• [SUPPLIED PASSAGE]
This opinion article by Shifaan Ryklief was first published in www.coronavirusmonitor.co.za on 16 April 2020.
The spread of fake news is a crisis in itself and false Covid-19 posts on social media have caused mass panic both locally and internationally.
There have been quite a few fake news posts floating around from WhatsApp to Facebook and Twitter, but South African lockdown regulations have made it more difficult for peddlers of fake news with those caught spreading fake news liable to a fine or imprisonment for up to six months.
According to Covid19 Infodemics Observatory, South Africa ranks second after Singapore for the most reliable Covid-19 related news and information.
The Infodemic risk analysis has been collected from over 100 million public messages, taking into account news reliability from URL’s pointing to reliable news sources, unverified social bots and the average amount of unverified posts per day in a country.
Heres how it works :
The classification of reliable vs potentially unreliable news sources is based on joining the work of different classifiers:
- M. Zimdar for the Washingtoin Post (2016). Link
- C. Silverman for BuzzFeed News (2017). Link
- Fake News Watch (2015). Link
- PolitiFact (2017). Link
- Bufale.net (2018). Link
- Starbird et al, ICWSM (2018)

• [SUPPLIED MATERIAL]

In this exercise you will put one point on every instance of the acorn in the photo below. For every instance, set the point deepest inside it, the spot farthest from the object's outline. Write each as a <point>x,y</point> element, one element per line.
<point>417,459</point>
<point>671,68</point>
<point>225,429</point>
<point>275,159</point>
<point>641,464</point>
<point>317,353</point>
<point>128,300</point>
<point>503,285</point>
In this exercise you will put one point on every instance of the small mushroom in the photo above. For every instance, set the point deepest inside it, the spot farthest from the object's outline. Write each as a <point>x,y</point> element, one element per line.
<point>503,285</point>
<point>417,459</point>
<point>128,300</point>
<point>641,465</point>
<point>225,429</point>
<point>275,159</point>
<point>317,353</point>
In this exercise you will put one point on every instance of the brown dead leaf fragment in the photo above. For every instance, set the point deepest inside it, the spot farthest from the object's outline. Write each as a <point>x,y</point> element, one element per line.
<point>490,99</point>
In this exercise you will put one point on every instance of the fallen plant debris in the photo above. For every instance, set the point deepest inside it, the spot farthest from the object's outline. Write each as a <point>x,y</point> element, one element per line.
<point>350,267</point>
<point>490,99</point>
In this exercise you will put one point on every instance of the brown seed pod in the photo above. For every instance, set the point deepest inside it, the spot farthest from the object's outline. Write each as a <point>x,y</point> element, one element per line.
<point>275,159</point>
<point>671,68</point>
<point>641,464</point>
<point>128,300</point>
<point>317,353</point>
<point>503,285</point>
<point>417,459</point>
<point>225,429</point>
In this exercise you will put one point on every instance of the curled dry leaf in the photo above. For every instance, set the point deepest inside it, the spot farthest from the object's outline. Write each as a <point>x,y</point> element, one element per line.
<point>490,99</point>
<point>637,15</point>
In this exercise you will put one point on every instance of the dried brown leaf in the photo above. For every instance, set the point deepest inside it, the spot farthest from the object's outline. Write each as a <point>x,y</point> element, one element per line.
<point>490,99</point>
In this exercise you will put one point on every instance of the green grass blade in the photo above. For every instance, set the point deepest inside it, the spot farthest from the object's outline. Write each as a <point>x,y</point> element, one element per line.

• [TASK TO COMPLETE] Reproduce the opinion piece on fake Covid-19 news from "There have been" up to and including "news and information.".

• [RESPONSE BELOW]
There have been quite a few fake news posts floating around from WhatsApp to Facebook and Twitter, but South African lockdown regulations have made it more difficult for peddlers of fake news with those caught spreading fake news liable to a fine or imprisonment for up to six months.
According to Covid19 Infodemics Observatory, South Africa ranks second after Singapore for the most reliable Covid-19 related news and information.